=== Section Start ===

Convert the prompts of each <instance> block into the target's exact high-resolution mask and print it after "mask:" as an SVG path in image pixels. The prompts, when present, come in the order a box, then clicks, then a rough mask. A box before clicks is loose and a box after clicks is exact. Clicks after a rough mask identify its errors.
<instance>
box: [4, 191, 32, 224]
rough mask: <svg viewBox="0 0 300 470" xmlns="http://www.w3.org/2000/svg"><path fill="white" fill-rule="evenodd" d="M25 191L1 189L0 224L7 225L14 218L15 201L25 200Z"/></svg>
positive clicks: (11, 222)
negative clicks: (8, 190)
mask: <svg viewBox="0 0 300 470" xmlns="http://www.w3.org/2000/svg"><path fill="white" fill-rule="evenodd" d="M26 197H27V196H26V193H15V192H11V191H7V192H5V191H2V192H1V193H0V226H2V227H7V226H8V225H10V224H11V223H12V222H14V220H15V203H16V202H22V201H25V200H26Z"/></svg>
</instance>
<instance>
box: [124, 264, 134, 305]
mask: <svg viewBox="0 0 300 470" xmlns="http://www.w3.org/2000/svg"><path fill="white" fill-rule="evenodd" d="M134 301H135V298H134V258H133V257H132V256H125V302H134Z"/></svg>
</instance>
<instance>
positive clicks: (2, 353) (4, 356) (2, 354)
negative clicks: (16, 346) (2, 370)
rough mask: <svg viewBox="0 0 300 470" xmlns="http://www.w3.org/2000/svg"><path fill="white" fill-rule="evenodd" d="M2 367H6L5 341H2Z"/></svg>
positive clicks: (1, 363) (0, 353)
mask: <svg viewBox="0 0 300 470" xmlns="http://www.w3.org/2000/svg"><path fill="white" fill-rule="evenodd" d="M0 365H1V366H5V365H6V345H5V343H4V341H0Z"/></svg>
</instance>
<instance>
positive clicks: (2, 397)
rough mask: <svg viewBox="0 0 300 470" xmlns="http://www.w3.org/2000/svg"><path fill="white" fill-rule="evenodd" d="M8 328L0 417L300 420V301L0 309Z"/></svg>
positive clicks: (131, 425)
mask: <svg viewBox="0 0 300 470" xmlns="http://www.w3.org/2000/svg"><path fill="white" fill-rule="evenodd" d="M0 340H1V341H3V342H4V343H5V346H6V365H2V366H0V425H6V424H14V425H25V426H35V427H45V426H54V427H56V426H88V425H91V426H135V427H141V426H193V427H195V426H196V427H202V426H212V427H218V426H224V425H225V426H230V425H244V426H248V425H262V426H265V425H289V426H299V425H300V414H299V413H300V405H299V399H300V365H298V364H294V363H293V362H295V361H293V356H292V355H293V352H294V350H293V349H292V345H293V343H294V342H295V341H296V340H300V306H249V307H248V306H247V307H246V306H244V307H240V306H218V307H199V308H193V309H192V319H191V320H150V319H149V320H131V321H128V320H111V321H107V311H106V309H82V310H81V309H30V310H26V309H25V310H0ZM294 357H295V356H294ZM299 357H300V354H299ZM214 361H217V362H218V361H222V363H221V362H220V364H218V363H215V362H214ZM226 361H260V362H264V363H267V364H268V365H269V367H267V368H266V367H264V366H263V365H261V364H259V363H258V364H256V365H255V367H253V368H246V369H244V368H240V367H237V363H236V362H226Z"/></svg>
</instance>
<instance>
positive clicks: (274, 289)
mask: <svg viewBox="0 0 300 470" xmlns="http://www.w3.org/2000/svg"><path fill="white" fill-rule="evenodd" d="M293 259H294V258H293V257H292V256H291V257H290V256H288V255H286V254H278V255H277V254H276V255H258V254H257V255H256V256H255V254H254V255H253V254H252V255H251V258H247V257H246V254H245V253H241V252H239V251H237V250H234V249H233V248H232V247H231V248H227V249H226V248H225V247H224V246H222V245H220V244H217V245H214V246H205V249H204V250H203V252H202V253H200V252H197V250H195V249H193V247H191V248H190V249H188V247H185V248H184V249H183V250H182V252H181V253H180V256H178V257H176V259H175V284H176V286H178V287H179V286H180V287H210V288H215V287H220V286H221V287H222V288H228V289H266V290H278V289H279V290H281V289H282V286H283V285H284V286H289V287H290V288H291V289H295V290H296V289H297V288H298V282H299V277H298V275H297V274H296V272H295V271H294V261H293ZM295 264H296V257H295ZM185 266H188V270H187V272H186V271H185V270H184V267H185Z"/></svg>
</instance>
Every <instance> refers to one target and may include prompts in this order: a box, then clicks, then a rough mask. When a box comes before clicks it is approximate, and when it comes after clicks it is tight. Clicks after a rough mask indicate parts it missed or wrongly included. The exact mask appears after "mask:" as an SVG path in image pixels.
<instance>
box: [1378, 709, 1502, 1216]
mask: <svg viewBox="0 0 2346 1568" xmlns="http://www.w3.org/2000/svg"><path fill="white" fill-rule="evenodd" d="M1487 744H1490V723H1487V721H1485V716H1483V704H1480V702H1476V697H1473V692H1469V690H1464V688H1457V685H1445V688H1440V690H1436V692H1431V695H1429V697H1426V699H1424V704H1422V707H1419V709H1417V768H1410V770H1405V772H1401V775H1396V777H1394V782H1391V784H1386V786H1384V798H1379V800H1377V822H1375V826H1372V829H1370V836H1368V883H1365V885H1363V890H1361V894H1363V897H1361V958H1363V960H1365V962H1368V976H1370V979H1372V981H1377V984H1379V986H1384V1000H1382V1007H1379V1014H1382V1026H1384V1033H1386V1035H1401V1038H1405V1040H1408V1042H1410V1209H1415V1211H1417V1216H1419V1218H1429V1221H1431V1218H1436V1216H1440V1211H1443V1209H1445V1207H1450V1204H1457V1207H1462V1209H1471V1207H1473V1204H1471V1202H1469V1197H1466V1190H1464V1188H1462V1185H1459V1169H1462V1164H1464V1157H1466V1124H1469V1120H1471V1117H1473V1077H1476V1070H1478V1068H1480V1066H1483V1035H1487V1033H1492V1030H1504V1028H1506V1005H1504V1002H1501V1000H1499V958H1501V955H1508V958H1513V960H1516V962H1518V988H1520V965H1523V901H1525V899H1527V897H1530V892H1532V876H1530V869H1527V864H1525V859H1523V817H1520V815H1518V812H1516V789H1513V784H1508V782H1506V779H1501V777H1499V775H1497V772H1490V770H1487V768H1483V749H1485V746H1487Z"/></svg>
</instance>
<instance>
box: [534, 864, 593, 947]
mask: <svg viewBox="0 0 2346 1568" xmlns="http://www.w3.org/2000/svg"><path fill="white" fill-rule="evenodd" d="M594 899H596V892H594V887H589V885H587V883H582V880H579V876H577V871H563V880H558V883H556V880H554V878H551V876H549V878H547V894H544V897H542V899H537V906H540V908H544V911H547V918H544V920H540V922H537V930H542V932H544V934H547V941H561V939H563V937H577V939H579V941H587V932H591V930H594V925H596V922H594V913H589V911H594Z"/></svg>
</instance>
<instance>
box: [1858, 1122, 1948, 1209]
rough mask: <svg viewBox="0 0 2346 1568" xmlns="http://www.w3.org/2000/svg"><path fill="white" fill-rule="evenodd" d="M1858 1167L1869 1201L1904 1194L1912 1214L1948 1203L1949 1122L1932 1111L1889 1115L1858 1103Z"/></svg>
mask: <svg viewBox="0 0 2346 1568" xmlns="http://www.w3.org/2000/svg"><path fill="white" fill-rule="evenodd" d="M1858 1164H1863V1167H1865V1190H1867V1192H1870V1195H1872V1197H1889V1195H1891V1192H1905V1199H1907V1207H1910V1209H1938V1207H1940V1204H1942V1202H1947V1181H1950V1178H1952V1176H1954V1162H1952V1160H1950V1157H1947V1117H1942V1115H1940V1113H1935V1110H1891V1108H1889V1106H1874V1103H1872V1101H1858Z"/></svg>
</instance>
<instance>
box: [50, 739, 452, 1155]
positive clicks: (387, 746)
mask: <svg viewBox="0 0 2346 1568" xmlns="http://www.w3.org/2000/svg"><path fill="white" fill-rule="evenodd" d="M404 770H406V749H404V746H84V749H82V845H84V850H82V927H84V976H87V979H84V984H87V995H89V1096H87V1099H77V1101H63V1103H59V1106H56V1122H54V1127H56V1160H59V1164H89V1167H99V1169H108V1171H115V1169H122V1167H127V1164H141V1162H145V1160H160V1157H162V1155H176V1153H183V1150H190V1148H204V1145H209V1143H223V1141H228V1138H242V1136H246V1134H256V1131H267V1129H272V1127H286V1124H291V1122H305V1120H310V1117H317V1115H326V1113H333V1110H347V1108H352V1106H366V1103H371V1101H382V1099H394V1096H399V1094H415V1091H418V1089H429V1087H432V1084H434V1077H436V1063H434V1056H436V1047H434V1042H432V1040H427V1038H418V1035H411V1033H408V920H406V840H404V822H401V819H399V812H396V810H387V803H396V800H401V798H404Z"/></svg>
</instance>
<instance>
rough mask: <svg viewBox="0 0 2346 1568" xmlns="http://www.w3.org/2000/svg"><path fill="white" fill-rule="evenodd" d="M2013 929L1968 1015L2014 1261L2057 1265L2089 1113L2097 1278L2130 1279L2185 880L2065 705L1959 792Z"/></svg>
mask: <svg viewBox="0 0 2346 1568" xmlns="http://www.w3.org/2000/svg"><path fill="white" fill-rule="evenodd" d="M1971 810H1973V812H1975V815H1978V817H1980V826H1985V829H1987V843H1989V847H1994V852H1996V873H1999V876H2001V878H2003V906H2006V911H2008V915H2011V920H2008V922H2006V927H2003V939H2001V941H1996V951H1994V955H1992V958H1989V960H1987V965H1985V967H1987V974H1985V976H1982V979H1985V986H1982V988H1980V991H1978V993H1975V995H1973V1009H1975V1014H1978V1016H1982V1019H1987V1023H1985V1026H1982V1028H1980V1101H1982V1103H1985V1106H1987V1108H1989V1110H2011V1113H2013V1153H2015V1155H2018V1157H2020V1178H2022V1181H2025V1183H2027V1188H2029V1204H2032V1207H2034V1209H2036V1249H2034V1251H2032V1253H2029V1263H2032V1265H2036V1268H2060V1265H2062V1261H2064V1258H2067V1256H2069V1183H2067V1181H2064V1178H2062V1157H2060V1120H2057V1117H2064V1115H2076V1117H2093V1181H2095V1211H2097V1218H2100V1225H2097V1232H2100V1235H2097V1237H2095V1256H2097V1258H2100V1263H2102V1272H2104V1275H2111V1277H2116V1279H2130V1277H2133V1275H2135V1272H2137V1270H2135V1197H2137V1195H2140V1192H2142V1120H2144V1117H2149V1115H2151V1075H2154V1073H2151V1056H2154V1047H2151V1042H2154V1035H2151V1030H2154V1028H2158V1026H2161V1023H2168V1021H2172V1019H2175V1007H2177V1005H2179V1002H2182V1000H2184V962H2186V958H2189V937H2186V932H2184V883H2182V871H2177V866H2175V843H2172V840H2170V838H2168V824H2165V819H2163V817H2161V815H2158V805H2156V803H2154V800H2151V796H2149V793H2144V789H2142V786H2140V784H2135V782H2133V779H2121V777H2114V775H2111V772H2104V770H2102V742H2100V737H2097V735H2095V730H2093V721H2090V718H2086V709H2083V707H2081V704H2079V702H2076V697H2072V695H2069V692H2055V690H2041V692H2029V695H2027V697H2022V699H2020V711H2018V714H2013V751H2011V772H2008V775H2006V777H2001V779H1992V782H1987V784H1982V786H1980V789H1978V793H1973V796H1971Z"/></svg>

=== Section End ===

All lines above holding the word "when" make up the answer; copy each one.

Convert the prompts of each <instance> block into the target's exact high-resolution mask and print it after "mask:" as an SVG path in image pixels. The prompts, when present, come in the order a box, then clicks, then a rough mask. A box before clicks is loose and a box after clicks is exact. Clicks after a rough mask identify its errors.
Every <instance> refers to one target and may include prompts in this order: a box, then clicks, then a rough mask. When a box comes before clicks it is approximate, and when it comes after clicks it is tight. Clicks after a rough mask indicate parts it missed or wrongly included. The exact mask appears after "mask:" as an SVG path in image pixels.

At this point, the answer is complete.